[Named-object pointing records]

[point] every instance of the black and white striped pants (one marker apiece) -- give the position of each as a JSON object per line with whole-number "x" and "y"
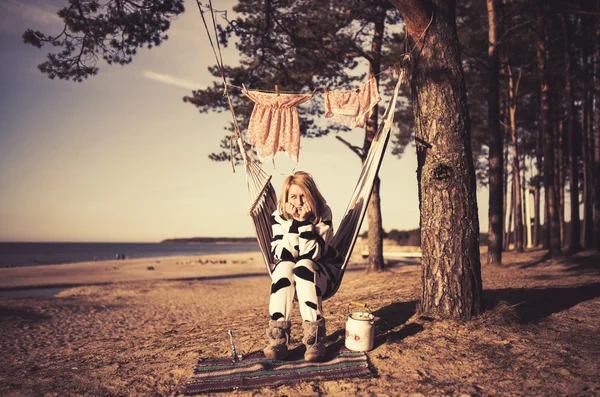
{"x": 306, "y": 279}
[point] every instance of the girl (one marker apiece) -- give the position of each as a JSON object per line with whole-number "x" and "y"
{"x": 302, "y": 232}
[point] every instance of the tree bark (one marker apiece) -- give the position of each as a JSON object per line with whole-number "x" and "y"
{"x": 513, "y": 89}
{"x": 597, "y": 132}
{"x": 375, "y": 239}
{"x": 451, "y": 268}
{"x": 573, "y": 143}
{"x": 496, "y": 160}
{"x": 537, "y": 188}
{"x": 551, "y": 221}
{"x": 560, "y": 181}
{"x": 511, "y": 214}
{"x": 588, "y": 183}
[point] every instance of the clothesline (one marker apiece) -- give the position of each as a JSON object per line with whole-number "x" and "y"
{"x": 389, "y": 70}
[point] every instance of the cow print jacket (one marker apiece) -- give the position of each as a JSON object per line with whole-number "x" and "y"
{"x": 294, "y": 240}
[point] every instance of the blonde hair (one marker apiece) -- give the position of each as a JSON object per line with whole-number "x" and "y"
{"x": 311, "y": 193}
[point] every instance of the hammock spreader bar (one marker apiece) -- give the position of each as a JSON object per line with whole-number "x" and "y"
{"x": 344, "y": 239}
{"x": 263, "y": 199}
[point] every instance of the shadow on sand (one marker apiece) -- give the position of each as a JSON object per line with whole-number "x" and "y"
{"x": 533, "y": 304}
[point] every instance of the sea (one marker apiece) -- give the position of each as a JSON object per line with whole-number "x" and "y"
{"x": 37, "y": 254}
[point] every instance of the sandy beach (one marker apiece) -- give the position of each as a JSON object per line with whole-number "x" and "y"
{"x": 122, "y": 329}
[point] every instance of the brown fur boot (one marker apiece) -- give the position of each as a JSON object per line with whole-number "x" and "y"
{"x": 278, "y": 335}
{"x": 314, "y": 339}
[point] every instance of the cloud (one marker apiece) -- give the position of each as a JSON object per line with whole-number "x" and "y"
{"x": 30, "y": 13}
{"x": 170, "y": 80}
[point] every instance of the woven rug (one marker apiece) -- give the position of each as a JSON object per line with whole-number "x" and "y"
{"x": 255, "y": 371}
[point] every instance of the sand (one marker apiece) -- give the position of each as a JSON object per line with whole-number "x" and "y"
{"x": 141, "y": 332}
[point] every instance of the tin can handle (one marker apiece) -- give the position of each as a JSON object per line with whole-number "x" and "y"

#### [Aim of the task]
Repeat exactly, and only, the lines from the line containing "[point] every instance of the cloud" through the last line of the records above, both included.

#### [Response]
[point] every instance of the cloud (one marker apiece) -- give the position of each as a JSON object per line with whole-number "x" and "y"
{"x": 30, "y": 13}
{"x": 170, "y": 80}
[point] every instance of the woven rug (one marker apiece) -- give the position of each as a JSON object per line with whole-number "x" and "y"
{"x": 255, "y": 371}
[point] every instance of the sand (one marker apiece) -- give the position of each as a JSON object per line with whole-number "x" and "y"
{"x": 141, "y": 332}
[point] every instance of the tin can handle (one marker apiece) -- give the position of each as a JSON object per line with whole-number "x" and "y"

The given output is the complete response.